(Items stored from a collection)

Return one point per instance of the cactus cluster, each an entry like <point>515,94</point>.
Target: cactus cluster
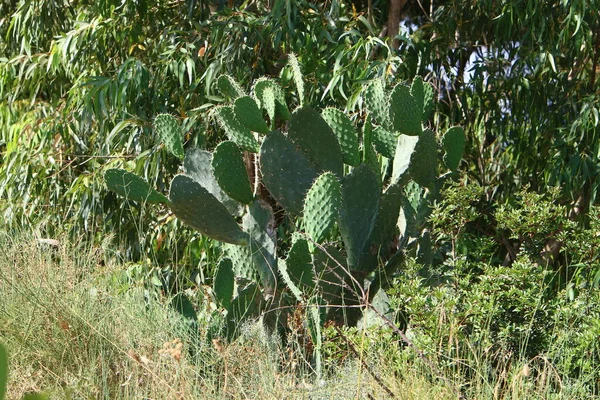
<point>355,199</point>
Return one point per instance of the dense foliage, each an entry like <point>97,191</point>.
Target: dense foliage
<point>82,84</point>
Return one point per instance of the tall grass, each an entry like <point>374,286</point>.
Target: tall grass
<point>74,331</point>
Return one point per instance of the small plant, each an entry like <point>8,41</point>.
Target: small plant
<point>308,213</point>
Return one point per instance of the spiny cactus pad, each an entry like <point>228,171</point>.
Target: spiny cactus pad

Problem requirements: Can you reproduce all of the data above word for word, leaving out the pictures?

Written solution:
Return one point per instance of the cactus cluster, each an entry like <point>515,94</point>.
Target: cactus cluster
<point>355,199</point>
Return one point per instance of the dense foliage, each an entry like <point>97,191</point>.
Target: dense foliage
<point>82,84</point>
Return one point per instance of the tall grass, each an entry like <point>374,286</point>.
Target: tall grass
<point>74,331</point>
Return one point per instance of the small plant, each an entry like <point>8,41</point>.
Target: small plant
<point>308,213</point>
Return one point per instance of the spiny cactus pad, each an entry like <point>228,171</point>.
Target: spiny cactus pad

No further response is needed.